>> begin WORKING DATA

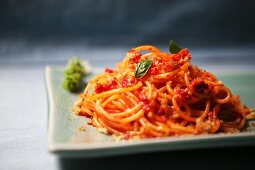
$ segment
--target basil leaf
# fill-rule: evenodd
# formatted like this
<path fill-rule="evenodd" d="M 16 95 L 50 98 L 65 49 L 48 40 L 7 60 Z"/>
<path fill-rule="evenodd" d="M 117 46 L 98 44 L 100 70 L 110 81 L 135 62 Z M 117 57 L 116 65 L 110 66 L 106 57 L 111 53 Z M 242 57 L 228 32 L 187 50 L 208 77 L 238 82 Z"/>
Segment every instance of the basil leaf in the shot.
<path fill-rule="evenodd" d="M 169 51 L 172 53 L 172 54 L 176 54 L 178 53 L 179 51 L 181 51 L 181 47 L 179 47 L 173 40 L 170 41 L 169 43 Z"/>
<path fill-rule="evenodd" d="M 151 60 L 144 60 L 138 63 L 135 68 L 135 78 L 143 77 L 151 67 L 151 64 Z"/>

>> end WORKING DATA

[TASK OBJECTIVE]: Write out all of the material above verbatim, leaving out the pictures.

[TASK ANSWER]:
$ segment
--target basil leaf
# fill-rule: evenodd
# formatted like this
<path fill-rule="evenodd" d="M 16 95 L 50 98 L 65 49 L 48 40 L 7 60 Z"/>
<path fill-rule="evenodd" d="M 117 46 L 98 44 L 100 70 L 110 81 L 135 62 Z M 117 57 L 116 65 L 110 66 L 106 57 L 111 53 Z M 242 57 L 228 32 L 187 50 L 208 77 L 238 82 Z"/>
Segment every instance of the basil leaf in the shot.
<path fill-rule="evenodd" d="M 169 51 L 172 53 L 172 54 L 176 54 L 178 53 L 179 51 L 181 51 L 181 47 L 179 47 L 173 40 L 170 41 L 169 43 Z"/>
<path fill-rule="evenodd" d="M 151 60 L 144 60 L 138 63 L 135 68 L 135 78 L 143 77 L 151 67 L 151 64 Z"/>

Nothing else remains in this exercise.